WORK TO COMPLETE —
Copy the records below exactly as they appear.

========================

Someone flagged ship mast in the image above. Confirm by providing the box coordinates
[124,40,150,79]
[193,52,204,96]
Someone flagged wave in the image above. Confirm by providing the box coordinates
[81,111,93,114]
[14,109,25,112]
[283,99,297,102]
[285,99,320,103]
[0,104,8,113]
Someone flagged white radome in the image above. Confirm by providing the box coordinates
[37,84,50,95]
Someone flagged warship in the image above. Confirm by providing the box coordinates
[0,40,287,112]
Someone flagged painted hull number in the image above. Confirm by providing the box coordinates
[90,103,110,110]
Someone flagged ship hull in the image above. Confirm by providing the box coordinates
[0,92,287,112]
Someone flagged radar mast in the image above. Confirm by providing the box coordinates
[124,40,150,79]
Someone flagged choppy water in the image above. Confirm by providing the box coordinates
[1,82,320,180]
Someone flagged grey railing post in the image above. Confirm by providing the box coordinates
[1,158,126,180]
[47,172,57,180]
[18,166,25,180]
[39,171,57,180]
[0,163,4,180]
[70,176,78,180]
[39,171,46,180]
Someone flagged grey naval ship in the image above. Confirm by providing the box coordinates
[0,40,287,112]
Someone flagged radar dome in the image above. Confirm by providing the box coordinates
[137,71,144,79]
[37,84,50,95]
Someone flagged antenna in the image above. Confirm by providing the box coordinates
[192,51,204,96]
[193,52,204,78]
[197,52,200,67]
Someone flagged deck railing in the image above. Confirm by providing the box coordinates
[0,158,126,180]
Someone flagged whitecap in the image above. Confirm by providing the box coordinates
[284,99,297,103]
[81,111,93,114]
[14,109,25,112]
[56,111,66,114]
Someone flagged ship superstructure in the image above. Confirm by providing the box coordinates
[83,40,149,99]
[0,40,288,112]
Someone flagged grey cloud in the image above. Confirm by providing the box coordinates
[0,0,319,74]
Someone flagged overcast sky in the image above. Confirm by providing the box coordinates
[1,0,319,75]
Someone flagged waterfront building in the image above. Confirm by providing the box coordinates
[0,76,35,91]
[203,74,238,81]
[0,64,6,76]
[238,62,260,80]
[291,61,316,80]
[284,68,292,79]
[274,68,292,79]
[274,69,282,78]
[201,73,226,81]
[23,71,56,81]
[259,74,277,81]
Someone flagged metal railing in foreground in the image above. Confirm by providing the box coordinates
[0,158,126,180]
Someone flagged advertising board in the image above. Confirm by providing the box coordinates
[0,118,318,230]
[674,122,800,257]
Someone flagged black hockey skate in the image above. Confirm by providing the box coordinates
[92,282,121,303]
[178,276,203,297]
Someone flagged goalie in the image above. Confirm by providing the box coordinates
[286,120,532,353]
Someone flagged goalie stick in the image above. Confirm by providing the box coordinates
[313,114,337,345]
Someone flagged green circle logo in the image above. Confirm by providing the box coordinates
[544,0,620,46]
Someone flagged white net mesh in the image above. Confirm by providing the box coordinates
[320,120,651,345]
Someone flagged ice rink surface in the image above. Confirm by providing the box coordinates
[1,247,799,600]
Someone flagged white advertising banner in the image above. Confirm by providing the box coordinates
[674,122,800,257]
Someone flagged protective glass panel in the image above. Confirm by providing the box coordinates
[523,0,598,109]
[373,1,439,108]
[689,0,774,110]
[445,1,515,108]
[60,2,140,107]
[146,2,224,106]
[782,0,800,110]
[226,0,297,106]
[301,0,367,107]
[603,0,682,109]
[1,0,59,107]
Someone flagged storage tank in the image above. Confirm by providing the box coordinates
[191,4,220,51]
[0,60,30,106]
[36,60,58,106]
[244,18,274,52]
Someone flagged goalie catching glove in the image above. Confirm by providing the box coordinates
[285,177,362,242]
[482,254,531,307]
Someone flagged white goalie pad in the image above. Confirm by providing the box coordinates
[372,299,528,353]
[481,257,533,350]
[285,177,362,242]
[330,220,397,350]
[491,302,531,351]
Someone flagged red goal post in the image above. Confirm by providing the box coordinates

========================

SOLUTION TO THE PROBLEM —
Someone flagged ship mast in the image above. Confirm by providing the box coordinates
[124,40,150,79]
[193,52,204,96]
Someone flagged wave in the image above. Confirm by providing the box coordinates
[81,111,93,114]
[14,109,25,112]
[283,99,297,102]
[285,99,320,103]
[0,104,8,113]
Someone flagged white radome in the image above. Confirm by providing the box coordinates
[37,84,50,95]
Someone flagged warship in the image above. Confirm by providing the box coordinates
[0,40,287,112]
Someone flagged painted hull number in the image above. Confirm by providing the box coordinates
[90,103,110,110]
Someone flagged ship hull in the image above. Confirm by providing the box coordinates
[0,92,287,112]
Someone flagged radar mast in the image above. Confirm by providing the box coordinates
[124,40,150,79]
Someone flagged choppy water in the image above. Confirm by providing the box coordinates
[1,82,320,180]
Someone flagged grey railing post in the image above. Confirm by providing the box coordinates
[1,158,126,180]
[47,172,57,180]
[18,166,25,180]
[39,171,57,180]
[0,163,4,180]
[70,176,78,180]
[39,171,46,180]
Someone flagged grey naval ship in the image above. Confirm by providing the box coordinates
[0,40,287,112]
Someone flagged radar dome in the image above. Confirm by providing the box coordinates
[137,71,144,79]
[37,84,50,95]
Someone flagged antenna in the image above. Confirm by providing the box coordinates
[192,51,204,96]
[193,52,204,78]
[197,52,200,67]
Someone flagged deck railing in the image above. Confirm by providing the box coordinates
[0,158,126,180]
Someone flagged whitecap in the image above. Confirm by providing the box coordinates
[284,99,297,103]
[81,111,93,114]
[14,109,25,112]
[56,111,66,114]
Someone flagged ship superstructure in the image above. Confirm by providing the box coordinates
[83,40,149,99]
[0,40,288,112]
Someone flagged grey cloud in the image above. Confirm by providing the box coordinates
[0,0,319,74]
Someone flagged overcast sky in the image above. Confirm by providing the box coordinates
[1,0,319,75]
Someone flagged waterfront building in the image above. Confirm by providing the box coordinates
[0,76,35,91]
[203,74,238,81]
[0,64,6,76]
[238,62,260,80]
[291,61,316,80]
[284,68,292,79]
[274,68,292,79]
[274,69,282,78]
[201,73,226,81]
[23,71,56,81]
[259,74,277,81]
Someone flagged metal railing in foreground in the image above. Confirm by providing the box coordinates
[0,158,126,180]
Someone flagged advertising board in the image above. Confirm by providing the box coordinates
[0,118,318,230]
[674,122,800,257]
Someone flagged black hockey skate in the image above. Confirm by providing the box coordinates
[92,282,121,303]
[178,276,203,297]
Someone flagged goalie in the image above. Confirm by providing the box coordinates
[286,120,532,353]
Someone flagged goalie stick in the image above. Confirm by providing the box coordinates
[313,114,337,345]
Someone flagged green circle logo in the image above. Confirm by providing the box coordinates
[544,0,620,46]
Someone flagged white net mesh in the image above. Confirm by providing the box coordinates
[320,120,651,345]
Someone flagged ice rink surface in the image above. Confirm by providing the box coordinates
[1,247,799,600]
Someone flagged white advertising banner in the image above. Confirm by providing the box coordinates
[674,122,800,257]
Someone flagged protective glass panel in the image above. Confirm by providing the box coordinates
[523,0,598,109]
[373,1,439,108]
[689,0,774,110]
[445,1,515,108]
[60,2,140,107]
[146,2,224,106]
[782,0,800,110]
[226,0,297,106]
[301,0,367,107]
[603,0,682,109]
[1,0,59,107]
Someone flagged storage tank in the image above. Confirm by providing the box coordinates
[191,4,220,51]
[0,60,30,106]
[36,60,58,106]
[244,18,274,52]
Someone flagged goalie catching glove in the image above. Confirm by providing the box coordinates
[285,177,362,242]
[482,254,531,307]
Someone flagged white goalie pad in the image above. Confirm by providing the box coordinates
[372,299,528,353]
[481,257,533,350]
[285,177,362,242]
[330,220,397,350]
[491,302,531,351]
Someone flagged red goal post in the image above. Confirm by providing the box coordinates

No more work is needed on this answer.